Data lines:

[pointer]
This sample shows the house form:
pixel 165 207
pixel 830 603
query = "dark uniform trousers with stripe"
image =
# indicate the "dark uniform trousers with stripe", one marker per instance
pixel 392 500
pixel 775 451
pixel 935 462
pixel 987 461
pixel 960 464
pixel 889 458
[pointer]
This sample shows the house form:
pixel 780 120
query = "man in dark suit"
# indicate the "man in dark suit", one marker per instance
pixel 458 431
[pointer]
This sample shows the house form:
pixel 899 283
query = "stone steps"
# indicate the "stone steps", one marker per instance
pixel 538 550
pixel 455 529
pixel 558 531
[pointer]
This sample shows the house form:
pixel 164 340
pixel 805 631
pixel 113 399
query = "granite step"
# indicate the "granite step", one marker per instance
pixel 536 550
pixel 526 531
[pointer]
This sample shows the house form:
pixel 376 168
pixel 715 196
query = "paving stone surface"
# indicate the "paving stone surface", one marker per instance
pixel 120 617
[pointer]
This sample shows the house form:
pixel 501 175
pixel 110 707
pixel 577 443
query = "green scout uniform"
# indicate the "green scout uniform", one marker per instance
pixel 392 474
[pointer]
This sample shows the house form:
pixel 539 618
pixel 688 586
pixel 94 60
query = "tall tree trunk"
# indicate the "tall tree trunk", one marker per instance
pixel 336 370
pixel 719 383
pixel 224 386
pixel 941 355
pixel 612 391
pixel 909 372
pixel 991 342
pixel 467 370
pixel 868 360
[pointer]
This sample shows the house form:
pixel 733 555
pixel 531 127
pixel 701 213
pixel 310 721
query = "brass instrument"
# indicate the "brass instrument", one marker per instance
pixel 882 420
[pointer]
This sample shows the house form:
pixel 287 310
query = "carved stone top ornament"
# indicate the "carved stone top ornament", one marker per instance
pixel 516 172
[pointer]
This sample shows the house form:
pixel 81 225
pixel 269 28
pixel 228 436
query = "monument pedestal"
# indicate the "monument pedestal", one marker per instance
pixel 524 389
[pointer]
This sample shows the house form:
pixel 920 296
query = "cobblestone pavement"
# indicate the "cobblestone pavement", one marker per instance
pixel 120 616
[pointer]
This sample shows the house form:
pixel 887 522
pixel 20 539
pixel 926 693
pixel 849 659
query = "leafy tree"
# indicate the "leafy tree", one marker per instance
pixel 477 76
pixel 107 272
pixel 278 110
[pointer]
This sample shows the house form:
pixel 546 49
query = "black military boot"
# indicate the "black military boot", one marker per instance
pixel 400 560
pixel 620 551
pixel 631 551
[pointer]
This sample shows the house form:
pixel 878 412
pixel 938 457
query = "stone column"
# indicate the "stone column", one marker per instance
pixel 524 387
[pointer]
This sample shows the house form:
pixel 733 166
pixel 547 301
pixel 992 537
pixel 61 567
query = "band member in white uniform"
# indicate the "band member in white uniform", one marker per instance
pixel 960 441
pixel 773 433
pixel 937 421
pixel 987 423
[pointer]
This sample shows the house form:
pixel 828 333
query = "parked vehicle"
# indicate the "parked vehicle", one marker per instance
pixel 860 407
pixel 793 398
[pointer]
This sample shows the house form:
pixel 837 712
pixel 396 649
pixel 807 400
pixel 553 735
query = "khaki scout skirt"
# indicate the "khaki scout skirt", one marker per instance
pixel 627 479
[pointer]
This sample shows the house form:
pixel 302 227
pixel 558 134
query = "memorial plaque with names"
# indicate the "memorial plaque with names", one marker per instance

Given instruction: Return all of the data above verbatim, every line in its original order and with no changes.

Result of the exercise:
[pointer]
This sample shows the house form:
pixel 165 207
pixel 830 603
query = "dark uniform trousers with stripe"
image =
# indicate the "dark uniform trousers with stripe", one marker per instance
pixel 392 500
pixel 775 451
pixel 935 462
pixel 987 461
pixel 960 464
pixel 889 458
[pointer]
This sample shows the house form:
pixel 780 120
query = "man in dark suit"
# indicate the "man in dark suit", one marker per instance
pixel 458 431
[pointer]
This sample shows the house form:
pixel 899 283
query = "stone steps"
# indicate the "stone steps", one marker per instance
pixel 538 550
pixel 455 529
pixel 558 531
[pointer]
This sample shows the house form:
pixel 164 340
pixel 805 631
pixel 113 399
query = "granite step"
# indicate the "granite step", one marker per instance
pixel 536 550
pixel 526 531
[pointer]
This sample shows the house form:
pixel 376 168
pixel 715 196
query = "paving stone surface"
# indicate the "paving stone surface", one marker per instance
pixel 120 617
[pointer]
This sample shows the house form:
pixel 501 175
pixel 110 707
pixel 577 443
query = "green scout uniform"
# indicate the "green scout uniform", one marker per instance
pixel 392 474
[pointer]
This sample shows the house form:
pixel 539 618
pixel 688 586
pixel 94 60
query = "tall tree trunk"
# indicate the "tall tree trunk", one marker per instance
pixel 336 370
pixel 719 383
pixel 224 386
pixel 941 355
pixel 612 391
pixel 909 372
pixel 991 342
pixel 467 370
pixel 868 360
[pointer]
This sample shows the house form:
pixel 733 555
pixel 531 127
pixel 701 213
pixel 310 721
query = "brass instrument"
# indicate the "brass instrument", one marker per instance
pixel 882 420
[pointer]
This sample shows the house form:
pixel 287 310
query = "carved stone top ornament"
# indicate the "carved stone top ornament", one marker per instance
pixel 516 172
[pointer]
This sample shows the house form:
pixel 81 225
pixel 269 28
pixel 228 436
query = "monument pedestal"
# indicate the "monument pedestal", one marker per instance
pixel 524 389
[pointer]
This sample shows the house form:
pixel 920 296
query = "cobblestone pavement"
# indicate the "cobblestone pavement", one marker per instance
pixel 120 616
[pointer]
This sample shows the house form:
pixel 887 522
pixel 20 539
pixel 926 693
pixel 849 659
query = "leafy tree"
# indicate the "leafy tree", one marker per instance
pixel 477 76
pixel 107 272
pixel 278 110
[pointer]
This sample shows the house form:
pixel 546 49
query = "black military boot"
# indicate the "black military boot", one marker per instance
pixel 400 560
pixel 620 551
pixel 631 551
[pointer]
This sample shows the house form:
pixel 878 412
pixel 938 457
query = "stone column"
# indicate the "stone column", one marker per instance
pixel 524 387
[pointer]
This sample shows the house form:
pixel 733 166
pixel 547 301
pixel 992 537
pixel 61 567
query = "band member in white uniform"
# indicate the "band member in white uniform", one marker per instance
pixel 960 441
pixel 773 433
pixel 937 421
pixel 987 423
[pointer]
This sample shows the house form:
pixel 828 333
query = "parked vehicle"
# indicate the "parked vehicle", one marker per instance
pixel 860 407
pixel 793 398
[pointer]
This sample shows the house form:
pixel 837 712
pixel 396 649
pixel 807 400
pixel 553 735
query = "khaki scout skirt"
# indicate the "khaki scout skirt", one marker per instance
pixel 627 479
[pointer]
This sample shows the house form:
pixel 302 227
pixel 558 134
query = "memorial plaque with names"
# indicate the "memorial plaque with names", one marker per instance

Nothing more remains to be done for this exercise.